| Excerpt |
•••••
Whether your baby has a skin condition, a bad mood, a curly hair, or his first tooth – there’s always a wives tale or sage bit of advice that you absolutely need to hear.

Unfortunately, you’re always going to end up hearing it. But when it comes to the wives tales about teething – our dentists in Garden Grove really recommend taking any advice with a grain of salt. The best advice we can offer? Just ask your dentist.

The Problem With Benzocaine

Teething can be a miserable experience for babies, and it’s no surprise – pushing teeth through delicate soft-tissue doesn’t feel good! With this in mind, it’s understandable that some parents might turn to products like benzocaine, which can dull the pain from teething. Unfortunately, it’s not the best for your baby.

The problem with benzocaine – according to the Harvard Medical School is the fact that – in addition to numbing pain, it also effectively changes hemoglobin into methemoglobin – which can potentially cause a dangerous condition known as methemoglobinemia. 

What hemoglobin does is gather oxygen from the lungs so that it can help distribute oxygen to tissue throughout the body. However, when the iron in hemoglobin interacts with some chemicals (including benzocaine) it changes its structure so that it holds the oxygen instead of letting it go. Ultimately, this can prevent tissue from getting the oxygen it needs. And because babies are much smaller than adults and have less blood volume, it takes less benzocaine.

Symptoms of this problem often include pale skin, a blue-ish tint to skin, headaches, dizziness, seizures, coma, and – potentially – death. With this in mind, the FDA has been warning parents about the potential problem for years – and are finally beginning to enforce the rule that companies must stop making products that contain benzocaine for children under the age of 2.  

Alternatives to Benzocaine

Fortunately, there are remedies that work just as well as benzocaine (while often lasting longer). And they’re simple. These include small (pediatrician approved) doses of acetaminophen and ibuprofen and a cool teething ring.
•••••
| Entries taken from a collection |
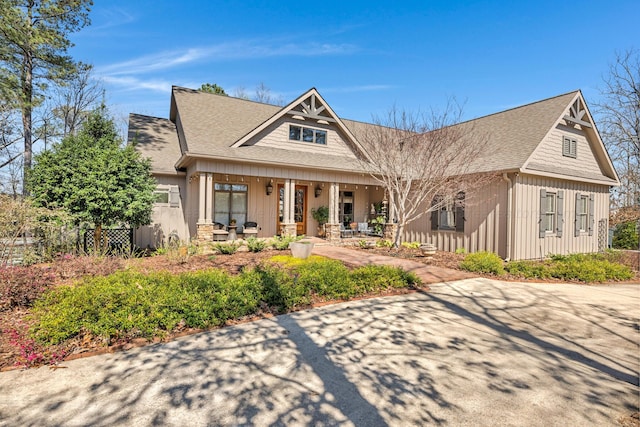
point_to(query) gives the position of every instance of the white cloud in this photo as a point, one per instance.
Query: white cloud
(132, 83)
(238, 50)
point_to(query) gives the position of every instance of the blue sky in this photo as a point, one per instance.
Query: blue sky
(363, 56)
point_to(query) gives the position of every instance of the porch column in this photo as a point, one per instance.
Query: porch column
(209, 202)
(333, 226)
(286, 219)
(202, 199)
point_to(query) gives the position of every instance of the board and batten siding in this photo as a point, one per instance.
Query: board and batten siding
(527, 243)
(549, 152)
(484, 229)
(277, 136)
(166, 218)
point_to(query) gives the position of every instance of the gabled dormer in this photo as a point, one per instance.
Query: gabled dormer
(307, 124)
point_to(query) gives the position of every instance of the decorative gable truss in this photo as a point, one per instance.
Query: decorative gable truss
(312, 108)
(308, 108)
(578, 114)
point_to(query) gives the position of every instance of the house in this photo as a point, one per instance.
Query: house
(219, 158)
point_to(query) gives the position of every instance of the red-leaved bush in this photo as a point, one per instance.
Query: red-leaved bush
(21, 286)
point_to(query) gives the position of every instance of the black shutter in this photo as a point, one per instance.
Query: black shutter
(560, 213)
(541, 222)
(460, 220)
(591, 216)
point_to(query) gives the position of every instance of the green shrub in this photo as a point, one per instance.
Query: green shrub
(528, 269)
(376, 278)
(574, 267)
(281, 243)
(384, 243)
(483, 262)
(256, 245)
(625, 236)
(411, 245)
(227, 248)
(280, 290)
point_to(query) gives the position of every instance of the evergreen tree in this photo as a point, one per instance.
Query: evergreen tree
(95, 178)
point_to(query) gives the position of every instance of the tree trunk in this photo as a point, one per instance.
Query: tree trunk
(97, 238)
(27, 108)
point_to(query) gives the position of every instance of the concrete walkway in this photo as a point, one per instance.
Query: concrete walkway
(427, 273)
(474, 352)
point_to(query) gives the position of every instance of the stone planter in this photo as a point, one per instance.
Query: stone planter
(301, 250)
(428, 249)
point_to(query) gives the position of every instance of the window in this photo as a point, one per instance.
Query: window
(549, 217)
(584, 214)
(230, 202)
(161, 196)
(448, 212)
(569, 147)
(167, 195)
(304, 134)
(551, 213)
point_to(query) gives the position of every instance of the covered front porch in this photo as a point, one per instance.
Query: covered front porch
(281, 205)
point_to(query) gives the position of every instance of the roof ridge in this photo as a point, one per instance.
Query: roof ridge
(520, 106)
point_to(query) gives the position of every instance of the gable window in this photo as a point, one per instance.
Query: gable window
(305, 134)
(448, 213)
(584, 214)
(551, 213)
(230, 202)
(569, 147)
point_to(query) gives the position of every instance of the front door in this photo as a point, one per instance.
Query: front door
(299, 208)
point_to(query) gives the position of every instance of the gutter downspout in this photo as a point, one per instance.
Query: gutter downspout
(505, 176)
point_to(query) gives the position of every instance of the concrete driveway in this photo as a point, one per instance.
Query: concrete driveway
(473, 352)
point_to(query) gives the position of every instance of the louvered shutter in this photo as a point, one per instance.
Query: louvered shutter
(591, 216)
(576, 221)
(460, 220)
(560, 213)
(541, 222)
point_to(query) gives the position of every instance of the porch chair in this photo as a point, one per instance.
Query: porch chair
(364, 229)
(344, 232)
(250, 229)
(220, 232)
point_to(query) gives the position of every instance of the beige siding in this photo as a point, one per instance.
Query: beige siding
(526, 242)
(485, 225)
(164, 218)
(277, 136)
(549, 152)
(237, 170)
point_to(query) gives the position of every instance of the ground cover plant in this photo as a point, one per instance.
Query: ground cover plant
(130, 304)
(587, 268)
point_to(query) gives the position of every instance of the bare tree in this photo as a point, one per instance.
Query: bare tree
(422, 161)
(619, 122)
(75, 100)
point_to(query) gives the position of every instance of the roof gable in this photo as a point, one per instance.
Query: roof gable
(310, 108)
(592, 161)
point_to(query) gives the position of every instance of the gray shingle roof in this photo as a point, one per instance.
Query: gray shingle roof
(213, 123)
(157, 139)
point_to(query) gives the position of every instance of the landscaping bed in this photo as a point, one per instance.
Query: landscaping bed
(86, 305)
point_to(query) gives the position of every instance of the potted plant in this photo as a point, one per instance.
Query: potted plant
(321, 215)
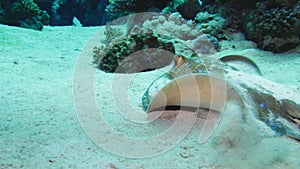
•••••
| Task details |
Copy the teething text from "Whether your baby" through "ask your dentist.", and change "grain of salt" to "pinch of salt". This material has no connection to the teething text.

| Answer to this exercise |
Whether your baby has a skin condition, a bad mood, a curly hair, or his first tooth – there’s always a wives tale or sage bit of advice that you absolutely need to hear.

Unfortunately, you’re always going to end up hearing it. But when it comes to the wives tales about teething – our dentists in Garden Grove really recommend taking any advice with a pinch of salt. The best advice we can offer? Just ask your dentist.